§ Exercise prompt:
How many lines of the records below contain the string "positive" (case counts)? Reply with the number alone.

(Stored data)
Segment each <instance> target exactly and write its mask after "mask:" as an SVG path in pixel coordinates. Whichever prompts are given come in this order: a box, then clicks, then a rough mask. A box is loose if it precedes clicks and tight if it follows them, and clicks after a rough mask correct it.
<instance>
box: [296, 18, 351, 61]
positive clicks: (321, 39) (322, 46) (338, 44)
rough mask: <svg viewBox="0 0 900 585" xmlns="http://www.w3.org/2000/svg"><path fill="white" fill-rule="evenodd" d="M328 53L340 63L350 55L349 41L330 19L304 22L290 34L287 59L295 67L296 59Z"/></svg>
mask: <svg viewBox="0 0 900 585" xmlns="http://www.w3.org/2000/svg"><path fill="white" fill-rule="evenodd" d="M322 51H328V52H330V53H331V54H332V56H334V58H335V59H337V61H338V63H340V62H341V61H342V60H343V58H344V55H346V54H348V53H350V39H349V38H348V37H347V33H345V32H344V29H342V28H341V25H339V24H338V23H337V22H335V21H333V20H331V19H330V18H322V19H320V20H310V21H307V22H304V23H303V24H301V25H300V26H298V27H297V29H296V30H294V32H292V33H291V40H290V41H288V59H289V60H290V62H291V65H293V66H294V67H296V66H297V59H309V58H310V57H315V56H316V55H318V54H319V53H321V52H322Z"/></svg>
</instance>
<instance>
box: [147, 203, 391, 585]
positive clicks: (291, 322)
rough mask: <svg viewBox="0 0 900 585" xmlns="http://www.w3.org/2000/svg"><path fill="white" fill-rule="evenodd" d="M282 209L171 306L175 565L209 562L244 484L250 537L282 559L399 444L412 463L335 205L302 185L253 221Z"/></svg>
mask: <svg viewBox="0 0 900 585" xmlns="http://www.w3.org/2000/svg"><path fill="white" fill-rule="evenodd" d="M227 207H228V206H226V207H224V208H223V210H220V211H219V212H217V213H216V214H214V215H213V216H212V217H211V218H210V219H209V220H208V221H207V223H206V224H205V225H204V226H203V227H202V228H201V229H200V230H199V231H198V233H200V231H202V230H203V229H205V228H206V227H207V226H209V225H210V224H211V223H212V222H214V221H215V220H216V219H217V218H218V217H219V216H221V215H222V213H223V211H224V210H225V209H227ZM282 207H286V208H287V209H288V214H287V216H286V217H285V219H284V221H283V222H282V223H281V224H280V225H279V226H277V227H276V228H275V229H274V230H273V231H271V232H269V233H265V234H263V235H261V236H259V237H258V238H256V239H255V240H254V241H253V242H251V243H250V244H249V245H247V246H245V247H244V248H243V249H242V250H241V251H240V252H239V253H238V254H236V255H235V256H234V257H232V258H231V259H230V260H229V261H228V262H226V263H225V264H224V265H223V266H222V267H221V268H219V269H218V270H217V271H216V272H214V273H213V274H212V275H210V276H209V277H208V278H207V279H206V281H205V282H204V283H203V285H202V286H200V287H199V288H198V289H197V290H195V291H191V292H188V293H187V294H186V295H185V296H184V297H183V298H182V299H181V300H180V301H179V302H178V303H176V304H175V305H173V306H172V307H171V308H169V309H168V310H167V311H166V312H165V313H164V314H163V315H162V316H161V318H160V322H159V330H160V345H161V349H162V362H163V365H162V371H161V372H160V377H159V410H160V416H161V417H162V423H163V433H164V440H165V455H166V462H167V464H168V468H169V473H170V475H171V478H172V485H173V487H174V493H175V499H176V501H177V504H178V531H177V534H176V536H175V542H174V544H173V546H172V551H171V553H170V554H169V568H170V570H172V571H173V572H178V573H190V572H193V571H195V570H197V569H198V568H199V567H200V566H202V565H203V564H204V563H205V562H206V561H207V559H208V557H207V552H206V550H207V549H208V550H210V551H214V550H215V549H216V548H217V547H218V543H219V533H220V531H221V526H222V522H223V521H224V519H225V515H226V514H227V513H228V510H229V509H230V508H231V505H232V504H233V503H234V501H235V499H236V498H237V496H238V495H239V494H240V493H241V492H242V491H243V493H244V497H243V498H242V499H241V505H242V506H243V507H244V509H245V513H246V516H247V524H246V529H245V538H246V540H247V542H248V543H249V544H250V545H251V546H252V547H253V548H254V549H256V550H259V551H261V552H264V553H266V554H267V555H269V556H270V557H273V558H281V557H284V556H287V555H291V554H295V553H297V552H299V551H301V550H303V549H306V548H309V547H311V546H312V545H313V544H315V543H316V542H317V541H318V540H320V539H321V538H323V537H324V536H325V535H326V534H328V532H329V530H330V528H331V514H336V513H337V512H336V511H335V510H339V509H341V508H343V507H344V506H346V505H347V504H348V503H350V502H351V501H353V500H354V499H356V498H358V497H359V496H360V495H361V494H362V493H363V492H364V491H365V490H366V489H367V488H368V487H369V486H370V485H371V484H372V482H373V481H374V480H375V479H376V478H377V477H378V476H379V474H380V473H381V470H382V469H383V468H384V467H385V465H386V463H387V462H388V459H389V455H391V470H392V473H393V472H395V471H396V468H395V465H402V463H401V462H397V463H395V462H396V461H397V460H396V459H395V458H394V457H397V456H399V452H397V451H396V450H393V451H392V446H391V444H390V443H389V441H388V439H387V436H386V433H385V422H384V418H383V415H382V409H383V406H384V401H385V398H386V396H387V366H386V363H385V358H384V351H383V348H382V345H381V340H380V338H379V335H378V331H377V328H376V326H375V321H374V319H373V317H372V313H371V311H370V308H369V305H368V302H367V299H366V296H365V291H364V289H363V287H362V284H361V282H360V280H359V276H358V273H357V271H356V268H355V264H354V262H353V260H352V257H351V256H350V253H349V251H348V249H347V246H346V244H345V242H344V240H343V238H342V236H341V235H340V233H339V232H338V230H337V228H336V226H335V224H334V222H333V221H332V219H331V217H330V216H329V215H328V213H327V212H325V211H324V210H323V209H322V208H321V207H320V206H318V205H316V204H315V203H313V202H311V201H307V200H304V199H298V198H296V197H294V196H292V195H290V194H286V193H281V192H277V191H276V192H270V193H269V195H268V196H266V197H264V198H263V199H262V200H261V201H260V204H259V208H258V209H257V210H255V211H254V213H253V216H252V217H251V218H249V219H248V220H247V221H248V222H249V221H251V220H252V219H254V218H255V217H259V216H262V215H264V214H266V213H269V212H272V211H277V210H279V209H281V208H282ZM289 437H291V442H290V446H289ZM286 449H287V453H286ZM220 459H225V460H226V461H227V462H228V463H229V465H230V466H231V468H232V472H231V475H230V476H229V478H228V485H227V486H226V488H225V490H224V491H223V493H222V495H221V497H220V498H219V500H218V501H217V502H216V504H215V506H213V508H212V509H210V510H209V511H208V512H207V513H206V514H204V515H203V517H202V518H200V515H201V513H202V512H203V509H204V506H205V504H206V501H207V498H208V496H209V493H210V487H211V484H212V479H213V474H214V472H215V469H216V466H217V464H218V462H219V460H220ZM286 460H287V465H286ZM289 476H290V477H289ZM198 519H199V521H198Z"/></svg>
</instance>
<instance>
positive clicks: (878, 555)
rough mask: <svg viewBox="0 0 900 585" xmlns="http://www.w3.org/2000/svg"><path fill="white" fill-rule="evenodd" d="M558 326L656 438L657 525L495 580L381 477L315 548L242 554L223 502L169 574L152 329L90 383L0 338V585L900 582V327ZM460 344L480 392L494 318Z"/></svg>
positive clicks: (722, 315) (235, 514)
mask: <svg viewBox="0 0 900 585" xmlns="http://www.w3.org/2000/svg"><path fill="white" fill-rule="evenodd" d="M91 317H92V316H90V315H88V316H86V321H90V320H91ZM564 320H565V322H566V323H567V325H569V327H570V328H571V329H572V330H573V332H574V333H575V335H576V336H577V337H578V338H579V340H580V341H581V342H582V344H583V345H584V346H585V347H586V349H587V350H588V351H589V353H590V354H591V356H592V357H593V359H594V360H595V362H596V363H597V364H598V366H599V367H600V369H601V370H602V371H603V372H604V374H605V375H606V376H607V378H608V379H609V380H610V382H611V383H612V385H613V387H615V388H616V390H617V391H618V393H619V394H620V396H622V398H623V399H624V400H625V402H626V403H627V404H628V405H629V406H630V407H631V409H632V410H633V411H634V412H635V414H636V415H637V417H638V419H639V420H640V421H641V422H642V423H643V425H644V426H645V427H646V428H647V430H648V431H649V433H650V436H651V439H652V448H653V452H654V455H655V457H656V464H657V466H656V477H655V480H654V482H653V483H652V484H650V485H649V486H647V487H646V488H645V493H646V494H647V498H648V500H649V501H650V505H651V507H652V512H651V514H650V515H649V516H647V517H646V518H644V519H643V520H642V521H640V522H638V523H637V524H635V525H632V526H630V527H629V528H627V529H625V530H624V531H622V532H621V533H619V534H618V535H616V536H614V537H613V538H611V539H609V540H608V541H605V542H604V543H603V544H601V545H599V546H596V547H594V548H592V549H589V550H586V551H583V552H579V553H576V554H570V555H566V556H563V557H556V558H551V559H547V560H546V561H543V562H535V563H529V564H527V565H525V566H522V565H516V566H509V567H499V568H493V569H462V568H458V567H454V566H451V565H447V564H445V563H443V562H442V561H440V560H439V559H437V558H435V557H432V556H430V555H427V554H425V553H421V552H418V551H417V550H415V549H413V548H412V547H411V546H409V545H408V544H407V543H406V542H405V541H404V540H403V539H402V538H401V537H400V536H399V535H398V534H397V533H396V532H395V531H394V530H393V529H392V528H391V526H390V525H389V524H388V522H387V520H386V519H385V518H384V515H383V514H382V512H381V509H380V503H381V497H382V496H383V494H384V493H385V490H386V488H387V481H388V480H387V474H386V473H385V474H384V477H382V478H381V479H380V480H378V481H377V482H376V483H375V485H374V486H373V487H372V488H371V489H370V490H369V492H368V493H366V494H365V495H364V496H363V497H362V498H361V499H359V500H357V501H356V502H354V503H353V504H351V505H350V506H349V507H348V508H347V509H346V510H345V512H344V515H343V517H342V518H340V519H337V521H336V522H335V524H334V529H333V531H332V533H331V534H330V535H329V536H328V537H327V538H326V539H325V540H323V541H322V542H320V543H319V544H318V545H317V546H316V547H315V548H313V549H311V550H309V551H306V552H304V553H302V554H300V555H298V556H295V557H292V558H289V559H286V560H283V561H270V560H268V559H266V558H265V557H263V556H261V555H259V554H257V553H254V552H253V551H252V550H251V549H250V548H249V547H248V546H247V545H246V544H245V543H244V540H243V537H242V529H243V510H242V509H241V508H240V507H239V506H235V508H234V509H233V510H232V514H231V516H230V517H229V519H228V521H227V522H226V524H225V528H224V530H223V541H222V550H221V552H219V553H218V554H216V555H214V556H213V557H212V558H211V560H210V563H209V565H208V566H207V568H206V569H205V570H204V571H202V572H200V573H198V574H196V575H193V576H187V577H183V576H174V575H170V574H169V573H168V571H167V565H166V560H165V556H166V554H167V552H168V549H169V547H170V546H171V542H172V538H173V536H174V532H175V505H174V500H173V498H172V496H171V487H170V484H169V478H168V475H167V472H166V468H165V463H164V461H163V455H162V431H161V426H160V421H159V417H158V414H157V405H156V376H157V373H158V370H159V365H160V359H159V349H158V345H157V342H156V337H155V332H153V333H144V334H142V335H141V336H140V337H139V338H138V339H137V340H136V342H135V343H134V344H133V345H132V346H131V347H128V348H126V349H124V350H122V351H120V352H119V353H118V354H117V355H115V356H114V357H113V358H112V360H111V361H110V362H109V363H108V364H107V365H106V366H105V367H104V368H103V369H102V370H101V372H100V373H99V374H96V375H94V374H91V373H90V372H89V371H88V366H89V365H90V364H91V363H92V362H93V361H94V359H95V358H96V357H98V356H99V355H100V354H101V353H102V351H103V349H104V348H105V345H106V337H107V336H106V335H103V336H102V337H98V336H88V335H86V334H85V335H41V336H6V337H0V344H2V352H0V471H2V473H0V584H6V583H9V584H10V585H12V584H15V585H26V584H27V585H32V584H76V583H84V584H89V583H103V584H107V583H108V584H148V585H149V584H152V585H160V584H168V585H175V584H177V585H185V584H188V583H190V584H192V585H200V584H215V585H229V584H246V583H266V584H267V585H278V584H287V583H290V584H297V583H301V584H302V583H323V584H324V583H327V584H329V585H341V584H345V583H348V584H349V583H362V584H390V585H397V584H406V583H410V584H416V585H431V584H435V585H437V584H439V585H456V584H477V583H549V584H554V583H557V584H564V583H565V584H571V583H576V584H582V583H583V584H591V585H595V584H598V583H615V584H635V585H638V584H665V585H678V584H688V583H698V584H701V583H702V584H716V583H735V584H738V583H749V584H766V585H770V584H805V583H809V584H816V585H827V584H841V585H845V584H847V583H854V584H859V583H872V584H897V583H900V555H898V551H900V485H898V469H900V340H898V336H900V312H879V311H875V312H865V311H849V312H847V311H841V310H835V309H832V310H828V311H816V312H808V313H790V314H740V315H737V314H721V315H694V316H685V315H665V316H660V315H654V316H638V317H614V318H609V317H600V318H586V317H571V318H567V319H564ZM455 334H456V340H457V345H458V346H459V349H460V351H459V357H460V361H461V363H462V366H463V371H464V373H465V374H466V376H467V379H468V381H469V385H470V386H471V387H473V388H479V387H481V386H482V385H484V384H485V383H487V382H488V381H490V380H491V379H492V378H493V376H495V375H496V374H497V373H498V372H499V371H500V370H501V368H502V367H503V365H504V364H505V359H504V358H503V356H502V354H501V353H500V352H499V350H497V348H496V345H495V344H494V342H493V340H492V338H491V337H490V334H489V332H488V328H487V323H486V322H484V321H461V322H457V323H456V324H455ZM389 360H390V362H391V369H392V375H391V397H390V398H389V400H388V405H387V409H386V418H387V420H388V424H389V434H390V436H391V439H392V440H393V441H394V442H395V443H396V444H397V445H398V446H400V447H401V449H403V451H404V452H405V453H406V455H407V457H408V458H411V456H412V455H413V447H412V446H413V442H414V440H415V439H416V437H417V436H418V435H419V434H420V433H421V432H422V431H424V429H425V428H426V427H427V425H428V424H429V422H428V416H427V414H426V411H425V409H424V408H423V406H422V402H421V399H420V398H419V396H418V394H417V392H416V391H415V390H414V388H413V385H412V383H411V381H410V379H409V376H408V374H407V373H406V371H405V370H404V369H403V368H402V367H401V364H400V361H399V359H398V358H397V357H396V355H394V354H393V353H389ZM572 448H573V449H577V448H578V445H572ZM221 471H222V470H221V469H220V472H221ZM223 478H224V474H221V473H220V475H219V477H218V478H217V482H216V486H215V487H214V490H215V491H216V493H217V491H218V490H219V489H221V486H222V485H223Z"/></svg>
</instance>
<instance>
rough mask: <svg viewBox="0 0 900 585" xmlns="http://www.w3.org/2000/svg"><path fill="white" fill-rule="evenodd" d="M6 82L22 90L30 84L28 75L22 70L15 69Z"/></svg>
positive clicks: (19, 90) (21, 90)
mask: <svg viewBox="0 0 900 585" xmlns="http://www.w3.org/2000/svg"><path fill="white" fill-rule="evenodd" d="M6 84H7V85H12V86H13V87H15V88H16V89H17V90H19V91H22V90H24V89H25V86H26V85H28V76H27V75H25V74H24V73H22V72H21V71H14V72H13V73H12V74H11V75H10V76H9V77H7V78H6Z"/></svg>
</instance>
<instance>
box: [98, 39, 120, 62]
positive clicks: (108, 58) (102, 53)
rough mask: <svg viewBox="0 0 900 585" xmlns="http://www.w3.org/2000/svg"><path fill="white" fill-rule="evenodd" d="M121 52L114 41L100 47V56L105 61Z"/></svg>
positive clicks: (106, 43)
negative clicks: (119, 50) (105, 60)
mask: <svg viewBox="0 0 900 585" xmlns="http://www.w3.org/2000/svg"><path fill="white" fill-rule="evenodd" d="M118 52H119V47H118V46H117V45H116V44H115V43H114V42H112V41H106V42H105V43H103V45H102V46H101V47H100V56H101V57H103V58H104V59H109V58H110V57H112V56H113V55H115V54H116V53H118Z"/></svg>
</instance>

§ Exercise response:
7